• _WHAT THE EXERCISE ASKS_:
Please list every line in the items below that contains the word "green".
---------- RECORDS SHOWN
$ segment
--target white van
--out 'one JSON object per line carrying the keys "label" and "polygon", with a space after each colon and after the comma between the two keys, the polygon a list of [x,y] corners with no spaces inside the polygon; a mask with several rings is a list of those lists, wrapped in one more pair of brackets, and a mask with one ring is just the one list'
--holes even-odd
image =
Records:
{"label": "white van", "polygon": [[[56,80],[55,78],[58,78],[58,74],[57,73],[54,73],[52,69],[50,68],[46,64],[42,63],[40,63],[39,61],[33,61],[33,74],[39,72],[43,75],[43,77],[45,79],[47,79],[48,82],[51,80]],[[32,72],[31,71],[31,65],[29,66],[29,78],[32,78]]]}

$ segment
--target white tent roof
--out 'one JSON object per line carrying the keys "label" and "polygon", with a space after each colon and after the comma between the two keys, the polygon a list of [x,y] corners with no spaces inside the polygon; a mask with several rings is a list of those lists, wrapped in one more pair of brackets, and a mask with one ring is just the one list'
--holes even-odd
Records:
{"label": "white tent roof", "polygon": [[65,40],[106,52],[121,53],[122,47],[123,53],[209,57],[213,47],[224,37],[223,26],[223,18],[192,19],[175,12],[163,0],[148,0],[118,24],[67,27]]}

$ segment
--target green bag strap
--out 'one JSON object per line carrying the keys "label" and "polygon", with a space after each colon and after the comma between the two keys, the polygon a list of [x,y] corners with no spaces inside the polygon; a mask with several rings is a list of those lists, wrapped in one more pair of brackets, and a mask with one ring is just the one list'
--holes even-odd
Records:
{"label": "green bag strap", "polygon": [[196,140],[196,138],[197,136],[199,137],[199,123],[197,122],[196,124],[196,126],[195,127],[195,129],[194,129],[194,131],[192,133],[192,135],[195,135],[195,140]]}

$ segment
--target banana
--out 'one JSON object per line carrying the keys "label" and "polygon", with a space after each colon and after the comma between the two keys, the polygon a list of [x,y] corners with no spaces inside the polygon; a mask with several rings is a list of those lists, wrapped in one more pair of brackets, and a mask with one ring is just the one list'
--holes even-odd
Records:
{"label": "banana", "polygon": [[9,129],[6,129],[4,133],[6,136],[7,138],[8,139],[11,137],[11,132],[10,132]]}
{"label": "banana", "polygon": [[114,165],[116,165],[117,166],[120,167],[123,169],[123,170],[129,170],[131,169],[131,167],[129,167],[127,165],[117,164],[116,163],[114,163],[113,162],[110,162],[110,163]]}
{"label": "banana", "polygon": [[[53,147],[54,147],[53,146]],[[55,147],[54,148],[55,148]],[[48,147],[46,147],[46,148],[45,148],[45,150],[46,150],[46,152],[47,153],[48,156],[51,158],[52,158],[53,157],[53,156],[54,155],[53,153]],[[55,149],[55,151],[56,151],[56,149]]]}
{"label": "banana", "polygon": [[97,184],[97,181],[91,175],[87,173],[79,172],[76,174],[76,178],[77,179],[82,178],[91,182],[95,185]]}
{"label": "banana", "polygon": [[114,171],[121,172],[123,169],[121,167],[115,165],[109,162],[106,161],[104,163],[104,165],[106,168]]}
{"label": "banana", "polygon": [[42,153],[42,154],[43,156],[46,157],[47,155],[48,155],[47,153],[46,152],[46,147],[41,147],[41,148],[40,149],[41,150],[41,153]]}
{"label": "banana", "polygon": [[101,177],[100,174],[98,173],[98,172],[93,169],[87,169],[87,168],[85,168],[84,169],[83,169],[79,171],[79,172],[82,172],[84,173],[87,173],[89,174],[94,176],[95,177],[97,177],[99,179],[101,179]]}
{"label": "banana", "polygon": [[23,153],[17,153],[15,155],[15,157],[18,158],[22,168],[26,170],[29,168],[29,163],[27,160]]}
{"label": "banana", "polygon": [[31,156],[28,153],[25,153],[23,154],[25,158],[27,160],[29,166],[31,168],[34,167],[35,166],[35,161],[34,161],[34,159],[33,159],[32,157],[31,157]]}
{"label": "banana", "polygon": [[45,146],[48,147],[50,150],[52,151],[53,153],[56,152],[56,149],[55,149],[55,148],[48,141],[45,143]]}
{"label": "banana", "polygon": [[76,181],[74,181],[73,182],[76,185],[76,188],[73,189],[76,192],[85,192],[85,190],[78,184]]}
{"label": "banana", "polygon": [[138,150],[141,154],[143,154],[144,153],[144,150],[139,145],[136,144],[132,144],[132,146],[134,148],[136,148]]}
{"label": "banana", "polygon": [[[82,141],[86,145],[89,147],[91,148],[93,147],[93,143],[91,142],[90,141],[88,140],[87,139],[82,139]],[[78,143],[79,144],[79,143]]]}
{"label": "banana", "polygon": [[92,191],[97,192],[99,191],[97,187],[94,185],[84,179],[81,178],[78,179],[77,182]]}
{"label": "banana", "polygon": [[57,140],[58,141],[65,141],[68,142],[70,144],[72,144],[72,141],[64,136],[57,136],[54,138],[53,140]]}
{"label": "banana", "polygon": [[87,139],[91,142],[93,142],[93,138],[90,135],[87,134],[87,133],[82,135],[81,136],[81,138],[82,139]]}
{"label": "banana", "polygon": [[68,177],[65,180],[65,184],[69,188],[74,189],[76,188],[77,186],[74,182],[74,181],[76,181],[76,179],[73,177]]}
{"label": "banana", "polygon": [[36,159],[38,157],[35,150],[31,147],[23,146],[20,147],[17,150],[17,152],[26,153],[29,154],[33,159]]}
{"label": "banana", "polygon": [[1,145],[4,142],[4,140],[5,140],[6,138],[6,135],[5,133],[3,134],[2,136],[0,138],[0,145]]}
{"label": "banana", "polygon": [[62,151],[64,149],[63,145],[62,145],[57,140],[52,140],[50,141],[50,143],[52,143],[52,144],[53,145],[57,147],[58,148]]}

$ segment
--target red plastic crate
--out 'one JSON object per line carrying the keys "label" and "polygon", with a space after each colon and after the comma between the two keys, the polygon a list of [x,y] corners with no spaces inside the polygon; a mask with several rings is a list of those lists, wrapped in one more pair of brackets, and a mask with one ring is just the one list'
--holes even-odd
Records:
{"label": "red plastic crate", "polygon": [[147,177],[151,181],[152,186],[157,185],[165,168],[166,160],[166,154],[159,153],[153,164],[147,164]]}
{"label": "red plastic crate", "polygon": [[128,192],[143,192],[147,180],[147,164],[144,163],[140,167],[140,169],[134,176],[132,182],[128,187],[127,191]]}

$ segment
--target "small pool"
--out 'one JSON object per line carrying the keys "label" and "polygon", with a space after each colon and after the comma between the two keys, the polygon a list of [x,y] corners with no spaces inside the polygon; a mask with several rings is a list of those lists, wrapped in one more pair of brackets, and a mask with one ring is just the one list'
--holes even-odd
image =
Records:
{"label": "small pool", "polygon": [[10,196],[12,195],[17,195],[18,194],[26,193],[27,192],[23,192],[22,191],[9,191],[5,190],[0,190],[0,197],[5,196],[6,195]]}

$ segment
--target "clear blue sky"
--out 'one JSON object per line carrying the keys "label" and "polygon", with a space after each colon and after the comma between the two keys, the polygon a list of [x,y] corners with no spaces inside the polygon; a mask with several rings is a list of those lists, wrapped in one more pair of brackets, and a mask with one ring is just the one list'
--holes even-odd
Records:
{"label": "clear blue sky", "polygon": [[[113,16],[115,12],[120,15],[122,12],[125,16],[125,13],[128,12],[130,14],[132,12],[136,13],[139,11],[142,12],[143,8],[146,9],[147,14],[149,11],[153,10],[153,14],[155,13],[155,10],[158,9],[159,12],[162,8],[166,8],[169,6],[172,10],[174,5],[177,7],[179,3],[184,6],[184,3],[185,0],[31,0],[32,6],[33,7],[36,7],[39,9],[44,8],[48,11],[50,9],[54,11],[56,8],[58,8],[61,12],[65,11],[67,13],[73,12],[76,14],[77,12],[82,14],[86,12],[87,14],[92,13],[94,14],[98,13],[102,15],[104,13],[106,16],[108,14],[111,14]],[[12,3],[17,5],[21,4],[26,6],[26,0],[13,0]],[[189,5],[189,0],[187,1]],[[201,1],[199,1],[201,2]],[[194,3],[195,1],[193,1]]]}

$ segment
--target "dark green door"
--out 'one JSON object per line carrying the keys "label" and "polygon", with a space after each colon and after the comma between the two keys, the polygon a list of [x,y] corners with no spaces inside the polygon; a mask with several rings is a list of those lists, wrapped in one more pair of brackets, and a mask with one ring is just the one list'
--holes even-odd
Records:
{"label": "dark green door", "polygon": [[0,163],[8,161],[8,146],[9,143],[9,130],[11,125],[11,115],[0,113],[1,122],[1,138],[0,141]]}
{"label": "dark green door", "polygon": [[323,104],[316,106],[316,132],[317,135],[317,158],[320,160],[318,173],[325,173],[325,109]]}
--------------------
• _EXERCISE ANSWER_:
--target green bag strap
{"label": "green bag strap", "polygon": [[196,140],[196,138],[197,136],[199,137],[199,123],[197,122],[196,124],[196,126],[195,127],[195,129],[194,129],[194,131],[192,133],[192,135],[195,135],[195,140]]}
--target "dark green door"
{"label": "dark green door", "polygon": [[0,163],[8,161],[8,146],[9,143],[9,130],[11,125],[11,115],[0,113],[1,122],[1,138],[0,141]]}
{"label": "dark green door", "polygon": [[323,104],[316,106],[316,132],[317,135],[317,158],[320,160],[318,173],[325,173],[325,109]]}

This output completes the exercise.